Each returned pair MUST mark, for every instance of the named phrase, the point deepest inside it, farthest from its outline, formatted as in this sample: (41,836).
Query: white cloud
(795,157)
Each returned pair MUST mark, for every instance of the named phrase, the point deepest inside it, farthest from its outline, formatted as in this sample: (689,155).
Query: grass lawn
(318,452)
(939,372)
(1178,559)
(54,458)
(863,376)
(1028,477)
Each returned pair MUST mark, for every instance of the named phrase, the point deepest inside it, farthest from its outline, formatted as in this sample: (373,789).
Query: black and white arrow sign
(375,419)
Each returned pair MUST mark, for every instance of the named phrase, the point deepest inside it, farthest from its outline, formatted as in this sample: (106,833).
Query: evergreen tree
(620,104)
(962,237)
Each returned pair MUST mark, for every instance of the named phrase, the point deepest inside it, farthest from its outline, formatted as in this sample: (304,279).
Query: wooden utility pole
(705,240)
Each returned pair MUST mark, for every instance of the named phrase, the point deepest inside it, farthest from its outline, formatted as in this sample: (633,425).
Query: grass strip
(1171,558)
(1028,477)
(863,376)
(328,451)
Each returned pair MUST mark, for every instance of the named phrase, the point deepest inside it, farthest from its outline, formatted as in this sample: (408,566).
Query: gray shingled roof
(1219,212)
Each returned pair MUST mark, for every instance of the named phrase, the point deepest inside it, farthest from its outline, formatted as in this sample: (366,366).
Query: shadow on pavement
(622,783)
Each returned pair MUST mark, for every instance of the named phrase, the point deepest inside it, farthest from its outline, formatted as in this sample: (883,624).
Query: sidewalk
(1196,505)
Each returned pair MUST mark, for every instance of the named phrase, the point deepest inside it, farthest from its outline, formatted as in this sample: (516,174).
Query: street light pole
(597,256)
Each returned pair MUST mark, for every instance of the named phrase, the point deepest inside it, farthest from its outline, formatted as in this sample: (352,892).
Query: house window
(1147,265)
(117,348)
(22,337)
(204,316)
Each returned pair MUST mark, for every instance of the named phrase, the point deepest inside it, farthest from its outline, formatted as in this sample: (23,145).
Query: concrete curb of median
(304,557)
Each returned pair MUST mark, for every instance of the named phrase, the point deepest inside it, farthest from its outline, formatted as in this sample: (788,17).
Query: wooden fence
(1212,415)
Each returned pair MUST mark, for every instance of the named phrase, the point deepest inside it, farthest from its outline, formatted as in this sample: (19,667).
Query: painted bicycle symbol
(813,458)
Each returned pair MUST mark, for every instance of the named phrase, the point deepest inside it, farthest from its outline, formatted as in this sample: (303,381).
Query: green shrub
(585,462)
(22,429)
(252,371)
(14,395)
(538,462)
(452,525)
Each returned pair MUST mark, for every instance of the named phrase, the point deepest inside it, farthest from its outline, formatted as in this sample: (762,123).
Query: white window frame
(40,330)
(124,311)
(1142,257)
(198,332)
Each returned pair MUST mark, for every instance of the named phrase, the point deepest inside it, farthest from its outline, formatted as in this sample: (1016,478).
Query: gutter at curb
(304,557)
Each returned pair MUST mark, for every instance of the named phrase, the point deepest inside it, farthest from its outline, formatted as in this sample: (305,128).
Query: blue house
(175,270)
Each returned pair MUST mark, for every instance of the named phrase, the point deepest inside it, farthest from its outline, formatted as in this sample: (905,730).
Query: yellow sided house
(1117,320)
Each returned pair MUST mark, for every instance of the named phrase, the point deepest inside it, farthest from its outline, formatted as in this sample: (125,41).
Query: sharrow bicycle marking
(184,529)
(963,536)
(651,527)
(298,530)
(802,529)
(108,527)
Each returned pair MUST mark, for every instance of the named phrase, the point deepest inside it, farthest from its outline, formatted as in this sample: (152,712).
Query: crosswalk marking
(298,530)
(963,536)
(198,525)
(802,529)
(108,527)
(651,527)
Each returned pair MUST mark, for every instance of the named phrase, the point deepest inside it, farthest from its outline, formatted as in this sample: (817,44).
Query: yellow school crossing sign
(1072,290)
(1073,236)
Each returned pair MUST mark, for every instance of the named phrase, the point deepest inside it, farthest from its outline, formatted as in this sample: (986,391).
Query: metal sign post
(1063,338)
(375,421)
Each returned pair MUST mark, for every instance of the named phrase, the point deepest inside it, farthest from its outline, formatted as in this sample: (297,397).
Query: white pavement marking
========================================
Request: Copy out again every line from the one that contains "this sample: (817,44)." through the end of the records, requests included, and give only those lines. In the answers, multiply each coordinate by 1.95 and round it to a whole number, rounding halves up; leave the numbers in the requests and their format samples unchanged.

Exercise solution:
Each returned pair MUST mark, for every instance of the named phrase, the point deepest inside it, farthest from its outline, formatted as in this sample: (817,44).
Query: yellow school crossing sign
(2090,566)
(2092,460)
Each returned pair MUST mark, for every instance of the named phrase, the point deepest inside it, farthest from its outline, formatted as in this sample: (986,391).
Query: metal sign post
(2073,659)
(731,821)
Each returned pair MUST mark, for every instance of the named phrase, the point deepest inside it, farthest from its outline, formatted as in this sample: (297,397).
Query: white pavement marking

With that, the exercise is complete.